Passage ::
A line of heavy storms moved through just after midnight with winds that caused power outages for nearly 33,000 residents here, according to CenterPoint Energy figures. As of 8:30 a.m., that figure was down to about 8,300 Harris County homes and businesses.
The entire line of storms carried winds of 30-40 miles per hour, with bursts in some places topping at least 60 miles per hour, said Dan Reilly, a meteorologist with the National Weather Service.
The worst damage happened north of Houston, in Brazos and Burleson Counties, but there was scattered damage here as well, Reilly said.
“You get these periodic downbursts and stronger winds pushing out with the wind,” said Reilly. “In a case like that, the wind damage tends to be laid out in one direction.”
Such bursts become “microbursts” when they are severe, but Reilly said there is no evidence yet that those occurred in the overnight storms. Reilly said the weather service also detected some rotating storms on the radar, which could indicate tornadoes touched down.
“We can’t confirm that at this point,” he said. One such storm was spotted near Hobby Airport.
The weather service’s log of damage reports includes structural damage to a Buffalo Speedway gas station and downed trees in The Woodlands. KBTX in College Station reports one resident’s trampoline crashed onto its home, leaving its legs poking through the ceiling.

Entries shown ::
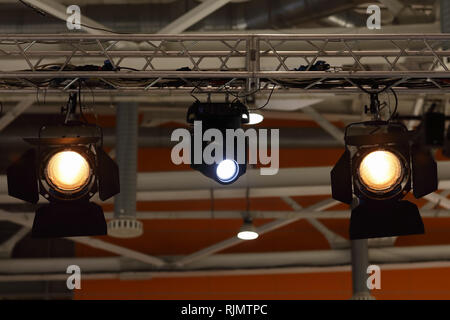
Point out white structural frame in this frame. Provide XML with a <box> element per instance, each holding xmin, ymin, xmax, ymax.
<box><xmin>0</xmin><ymin>34</ymin><xmax>450</xmax><ymax>93</ymax></box>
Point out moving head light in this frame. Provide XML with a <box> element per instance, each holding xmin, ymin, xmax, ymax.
<box><xmin>187</xmin><ymin>100</ymin><xmax>250</xmax><ymax>184</ymax></box>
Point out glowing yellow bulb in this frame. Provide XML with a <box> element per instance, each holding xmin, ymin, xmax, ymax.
<box><xmin>359</xmin><ymin>151</ymin><xmax>403</xmax><ymax>191</ymax></box>
<box><xmin>47</xmin><ymin>151</ymin><xmax>90</xmax><ymax>191</ymax></box>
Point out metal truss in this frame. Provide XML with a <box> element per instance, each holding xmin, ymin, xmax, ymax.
<box><xmin>0</xmin><ymin>34</ymin><xmax>450</xmax><ymax>95</ymax></box>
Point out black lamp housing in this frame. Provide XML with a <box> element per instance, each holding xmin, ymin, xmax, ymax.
<box><xmin>7</xmin><ymin>121</ymin><xmax>120</xmax><ymax>238</ymax></box>
<box><xmin>187</xmin><ymin>100</ymin><xmax>250</xmax><ymax>185</ymax></box>
<box><xmin>331</xmin><ymin>120</ymin><xmax>438</xmax><ymax>239</ymax></box>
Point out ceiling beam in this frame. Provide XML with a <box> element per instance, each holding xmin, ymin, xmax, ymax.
<box><xmin>0</xmin><ymin>98</ymin><xmax>34</xmax><ymax>131</ymax></box>
<box><xmin>23</xmin><ymin>0</ymin><xmax>110</xmax><ymax>34</ymax></box>
<box><xmin>175</xmin><ymin>199</ymin><xmax>337</xmax><ymax>266</ymax></box>
<box><xmin>158</xmin><ymin>0</ymin><xmax>231</xmax><ymax>34</ymax></box>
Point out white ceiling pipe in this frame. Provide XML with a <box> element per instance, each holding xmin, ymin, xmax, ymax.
<box><xmin>4</xmin><ymin>245</ymin><xmax>450</xmax><ymax>275</ymax></box>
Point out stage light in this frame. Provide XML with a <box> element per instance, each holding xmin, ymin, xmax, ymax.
<box><xmin>331</xmin><ymin>120</ymin><xmax>437</xmax><ymax>239</ymax></box>
<box><xmin>7</xmin><ymin>92</ymin><xmax>120</xmax><ymax>238</ymax></box>
<box><xmin>237</xmin><ymin>220</ymin><xmax>259</xmax><ymax>240</ymax></box>
<box><xmin>187</xmin><ymin>101</ymin><xmax>249</xmax><ymax>184</ymax></box>
<box><xmin>216</xmin><ymin>159</ymin><xmax>239</xmax><ymax>183</ymax></box>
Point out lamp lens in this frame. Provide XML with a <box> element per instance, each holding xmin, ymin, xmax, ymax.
<box><xmin>248</xmin><ymin>112</ymin><xmax>264</xmax><ymax>124</ymax></box>
<box><xmin>238</xmin><ymin>231</ymin><xmax>259</xmax><ymax>240</ymax></box>
<box><xmin>216</xmin><ymin>159</ymin><xmax>239</xmax><ymax>182</ymax></box>
<box><xmin>359</xmin><ymin>150</ymin><xmax>403</xmax><ymax>192</ymax></box>
<box><xmin>46</xmin><ymin>151</ymin><xmax>90</xmax><ymax>191</ymax></box>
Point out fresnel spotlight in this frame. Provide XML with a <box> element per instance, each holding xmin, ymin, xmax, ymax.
<box><xmin>7</xmin><ymin>94</ymin><xmax>119</xmax><ymax>237</ymax></box>
<box><xmin>331</xmin><ymin>89</ymin><xmax>437</xmax><ymax>239</ymax></box>
<box><xmin>187</xmin><ymin>100</ymin><xmax>249</xmax><ymax>184</ymax></box>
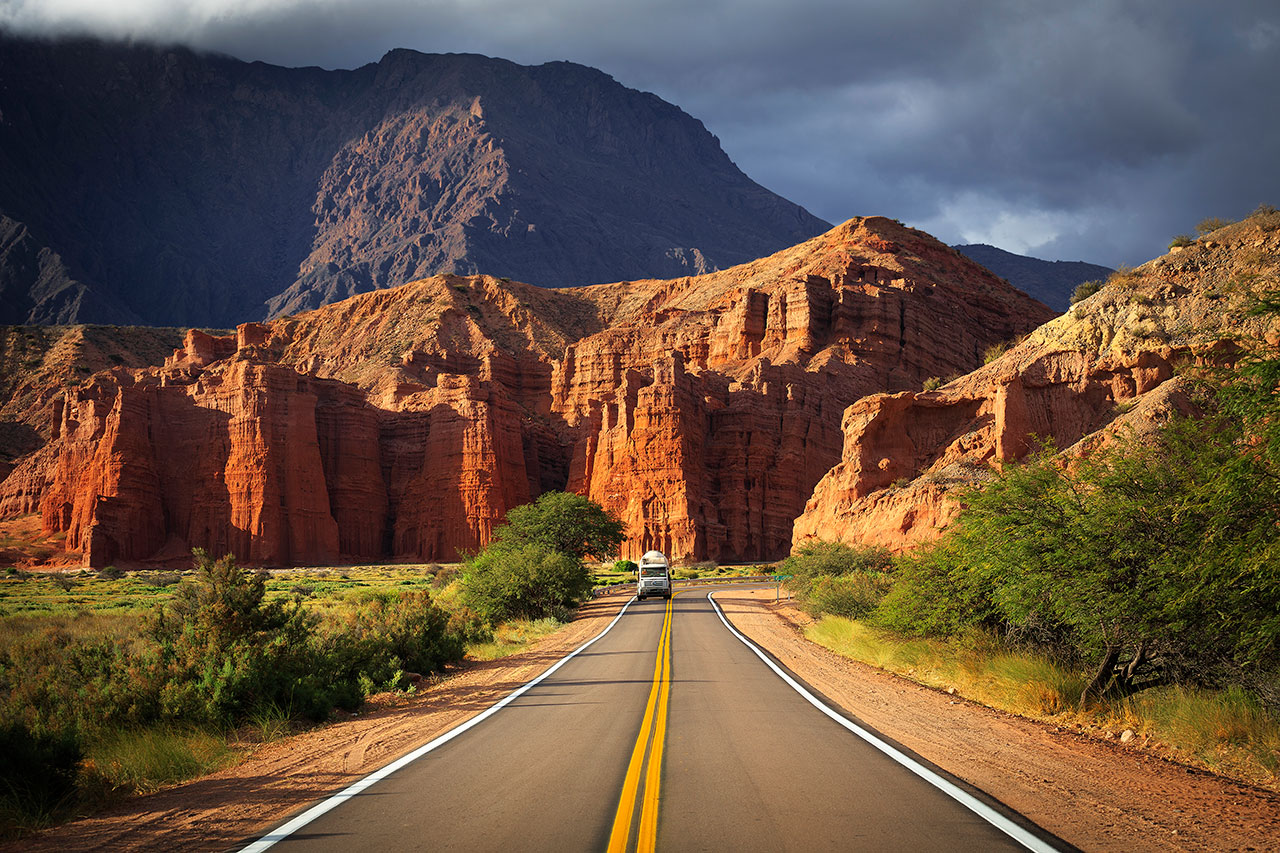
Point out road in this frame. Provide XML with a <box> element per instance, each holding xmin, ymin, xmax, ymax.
<box><xmin>244</xmin><ymin>588</ymin><xmax>1068</xmax><ymax>850</ymax></box>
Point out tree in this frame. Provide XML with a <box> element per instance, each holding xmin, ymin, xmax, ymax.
<box><xmin>494</xmin><ymin>492</ymin><xmax>623</xmax><ymax>560</ymax></box>
<box><xmin>462</xmin><ymin>542</ymin><xmax>591</xmax><ymax>622</ymax></box>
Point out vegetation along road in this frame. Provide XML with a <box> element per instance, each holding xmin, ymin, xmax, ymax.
<box><xmin>246</xmin><ymin>587</ymin><xmax>1068</xmax><ymax>850</ymax></box>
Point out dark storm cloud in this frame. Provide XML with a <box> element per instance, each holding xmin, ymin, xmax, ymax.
<box><xmin>0</xmin><ymin>0</ymin><xmax>1280</xmax><ymax>264</ymax></box>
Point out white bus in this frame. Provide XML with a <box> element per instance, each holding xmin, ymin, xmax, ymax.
<box><xmin>636</xmin><ymin>551</ymin><xmax>671</xmax><ymax>601</ymax></box>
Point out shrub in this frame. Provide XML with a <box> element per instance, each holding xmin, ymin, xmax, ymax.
<box><xmin>1196</xmin><ymin>216</ymin><xmax>1233</xmax><ymax>234</ymax></box>
<box><xmin>318</xmin><ymin>592</ymin><xmax>467</xmax><ymax>707</ymax></box>
<box><xmin>806</xmin><ymin>573</ymin><xmax>890</xmax><ymax>619</ymax></box>
<box><xmin>462</xmin><ymin>543</ymin><xmax>591</xmax><ymax>622</ymax></box>
<box><xmin>778</xmin><ymin>540</ymin><xmax>893</xmax><ymax>578</ymax></box>
<box><xmin>0</xmin><ymin>722</ymin><xmax>84</xmax><ymax>834</ymax></box>
<box><xmin>494</xmin><ymin>492</ymin><xmax>623</xmax><ymax>561</ymax></box>
<box><xmin>982</xmin><ymin>341</ymin><xmax>1009</xmax><ymax>364</ymax></box>
<box><xmin>778</xmin><ymin>542</ymin><xmax>892</xmax><ymax>617</ymax></box>
<box><xmin>147</xmin><ymin>548</ymin><xmax>320</xmax><ymax>722</ymax></box>
<box><xmin>1071</xmin><ymin>279</ymin><xmax>1102</xmax><ymax>305</ymax></box>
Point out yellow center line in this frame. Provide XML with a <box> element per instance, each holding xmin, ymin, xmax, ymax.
<box><xmin>608</xmin><ymin>593</ymin><xmax>675</xmax><ymax>853</ymax></box>
<box><xmin>636</xmin><ymin>594</ymin><xmax>675</xmax><ymax>853</ymax></box>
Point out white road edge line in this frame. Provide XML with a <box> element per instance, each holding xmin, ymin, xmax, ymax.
<box><xmin>707</xmin><ymin>593</ymin><xmax>1057</xmax><ymax>853</ymax></box>
<box><xmin>239</xmin><ymin>597</ymin><xmax>635</xmax><ymax>853</ymax></box>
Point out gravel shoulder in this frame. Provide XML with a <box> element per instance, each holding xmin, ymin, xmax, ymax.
<box><xmin>716</xmin><ymin>589</ymin><xmax>1280</xmax><ymax>852</ymax></box>
<box><xmin>0</xmin><ymin>594</ymin><xmax>628</xmax><ymax>853</ymax></box>
<box><xmin>12</xmin><ymin>589</ymin><xmax>1280</xmax><ymax>852</ymax></box>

Prompt ::
Write the next few paragraphs of the article about the overnight storms around Houston, picking up after its last sentence. The rows are separate material and have nothing to do with the storm article.

The answer ::
Somerville police were reporting the entire town was without power at 10 p.m. Friday, according to the log.
The Houston Chronicle facility on the Southwest Freeway was among the buildings to lose power, which may have caused some delivery delays of Saturday’s newspaper. Readers can access today’s stories at houstonchronicle.com.
Chambers and Galveston counties were briefly under tornado watches and Fort Bend and Harris counties were under tornado warnings. All of those have been lifted.
The risk of severe weather had mostly passed as Houstonians began waking up Saturday morning. The line of storms was in Louisiana as of 8:30 a.m., Reilly said.
“Gusty northwest winds should be expected for much of today as cooler, drier air moves into Southeast Texas,” forecasters wrote.